Items from a dataset:

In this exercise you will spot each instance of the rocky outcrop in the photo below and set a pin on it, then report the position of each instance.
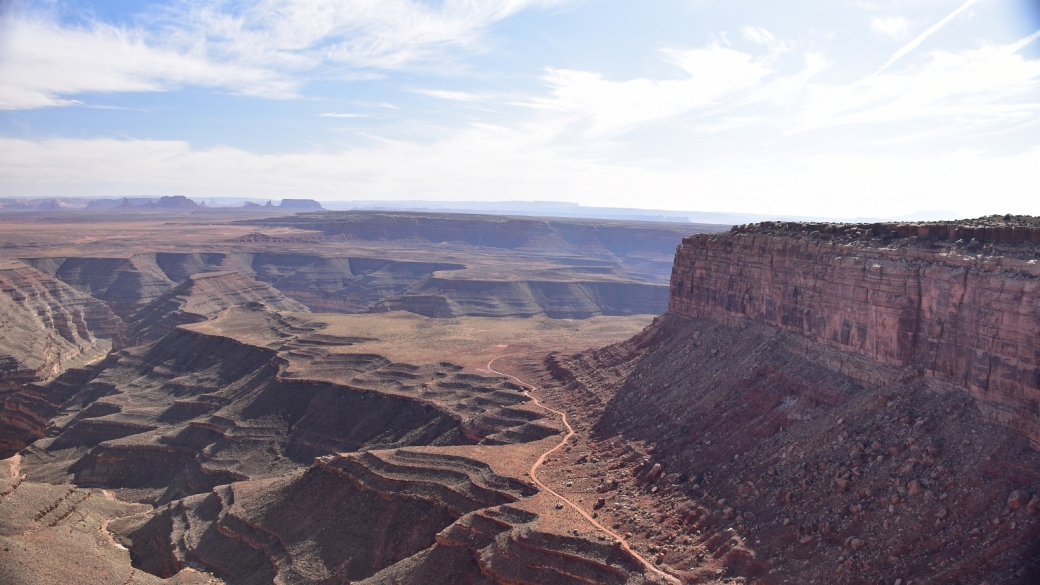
(202, 297)
(442, 297)
(196, 410)
(332, 284)
(643, 249)
(46, 327)
(342, 519)
(959, 302)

• WHAT IS EXPECTED:
The answer consists of the records repeated exactly, without any images.

• YOUR SOLUTION:
In this exercise you will spot each instance of the rocky outcrop in the photo below and set a pin on it, then report the position of each instance.
(202, 297)
(442, 297)
(196, 410)
(332, 284)
(643, 249)
(46, 327)
(342, 519)
(959, 302)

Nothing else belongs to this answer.